◆ TEXTAUSZUG
※ ※ ※

Die Leichteste im Quartett hat durch den neuen Tank an Agilität gewonnen
Die Ergonomie ist KTM-typisch gut, der Kniewinkel angenehm, die Sitzposition aufrecht. Mit 849 bzw. 869 Millimeter wurde die Sitzhöhe gegenüber dem Vorgänger noch einmal verringert, womit auch mittelgroße Fahrer kein Problem haben, den Sattel der Super Adventure S zu erklimmen. Deren vorrangiges Metier naturgemäß die Straße ist, wo sie sich spielerisch agil auch durch engstes Winkelwerk dirigieren lässt und selbst richtig sportliche Fahrweise mag hier hat sie zusammen mit der Ducati die Nase gegenüber der Konkurrenz vorne. Die nach Werksangabe vollgetankt 243 Kilo (und auf unserer 1000PS-Waage 246 kg) schwere KTM ist die Leichteste im Test-Quartett und hat dank des niedrigeren Schwerpunkts durch den neuen, nach unten gezogenen dreigeteilten 23-Liter-Tank, auch Offroad gegenüber dem Vorgänger noch einmal spürbar zugelegt. Hier kommt sie zusammen mit der BMW am weitesten, auch wenn sie in gröberen Passagen vielleicht nach einer etwas erfahreneren Hand verlangt als die doch zugänglichere GS.

※ ※ ※

◆ Gesammelte Dateneinträge
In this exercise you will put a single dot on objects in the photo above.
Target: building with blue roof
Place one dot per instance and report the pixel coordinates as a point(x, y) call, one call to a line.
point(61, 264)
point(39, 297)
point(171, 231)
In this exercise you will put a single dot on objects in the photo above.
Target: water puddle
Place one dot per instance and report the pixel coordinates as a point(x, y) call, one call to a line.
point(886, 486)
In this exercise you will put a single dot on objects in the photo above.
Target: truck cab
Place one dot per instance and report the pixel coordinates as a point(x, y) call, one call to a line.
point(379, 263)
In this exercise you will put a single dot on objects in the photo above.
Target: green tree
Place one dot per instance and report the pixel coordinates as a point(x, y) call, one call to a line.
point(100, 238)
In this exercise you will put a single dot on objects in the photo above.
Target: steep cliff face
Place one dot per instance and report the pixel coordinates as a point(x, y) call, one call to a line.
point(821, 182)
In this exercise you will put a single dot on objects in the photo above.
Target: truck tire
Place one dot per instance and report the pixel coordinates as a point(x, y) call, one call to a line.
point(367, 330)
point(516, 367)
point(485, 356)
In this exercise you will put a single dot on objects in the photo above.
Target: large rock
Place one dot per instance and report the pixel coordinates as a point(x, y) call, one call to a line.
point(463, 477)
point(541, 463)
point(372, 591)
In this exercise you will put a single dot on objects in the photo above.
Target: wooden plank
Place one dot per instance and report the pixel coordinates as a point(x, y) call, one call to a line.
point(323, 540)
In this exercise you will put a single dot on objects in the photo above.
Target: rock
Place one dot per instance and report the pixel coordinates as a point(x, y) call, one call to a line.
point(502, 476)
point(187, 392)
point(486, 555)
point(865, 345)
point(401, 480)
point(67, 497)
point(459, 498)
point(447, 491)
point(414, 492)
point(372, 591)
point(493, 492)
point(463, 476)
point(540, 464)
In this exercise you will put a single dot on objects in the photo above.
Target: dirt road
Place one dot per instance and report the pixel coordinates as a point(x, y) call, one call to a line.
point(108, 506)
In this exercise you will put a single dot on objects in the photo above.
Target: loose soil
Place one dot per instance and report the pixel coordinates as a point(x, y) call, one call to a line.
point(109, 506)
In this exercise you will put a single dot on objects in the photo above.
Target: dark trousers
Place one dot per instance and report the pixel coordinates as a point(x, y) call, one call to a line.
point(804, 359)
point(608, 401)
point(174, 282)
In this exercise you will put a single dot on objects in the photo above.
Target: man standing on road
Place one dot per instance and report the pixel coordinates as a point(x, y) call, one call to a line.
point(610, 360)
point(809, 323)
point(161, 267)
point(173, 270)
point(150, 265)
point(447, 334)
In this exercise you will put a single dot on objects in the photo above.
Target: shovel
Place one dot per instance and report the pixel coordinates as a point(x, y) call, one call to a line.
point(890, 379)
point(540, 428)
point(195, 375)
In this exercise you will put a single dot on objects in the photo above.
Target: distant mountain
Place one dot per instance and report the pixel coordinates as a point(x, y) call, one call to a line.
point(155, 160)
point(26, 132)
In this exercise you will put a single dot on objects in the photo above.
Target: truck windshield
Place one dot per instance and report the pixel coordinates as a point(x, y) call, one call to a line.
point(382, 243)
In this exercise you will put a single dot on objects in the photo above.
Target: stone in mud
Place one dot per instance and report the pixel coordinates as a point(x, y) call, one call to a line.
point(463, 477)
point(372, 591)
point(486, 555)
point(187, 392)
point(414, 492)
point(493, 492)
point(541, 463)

※ ※ ※

◆ DEINE AUFGABE
Stimmen diese Aussagen mit dem Text über die KTM überein? Antworte bei jeder mit Ja oder Nein und zitiere wörtlich die Worte aus dem Text, die den Ausschlag geben. 1. Laut Werk wiegt die KTM vollgetankt 243 Kilo. 2. Der neue Tank fasst 25 Liter. 3. Im Gelände kommt die KTM zusammen mit der Ducati am weitesten.

◆ ANTWORT
1. Ja: „nach Werksangabe vollgetankt 243 Kilo“
2. Nein: „dreigeteilten 23-Liter-Tank“
3. Nein: „Hier kommt sie zusammen mit der BMW am weitesten“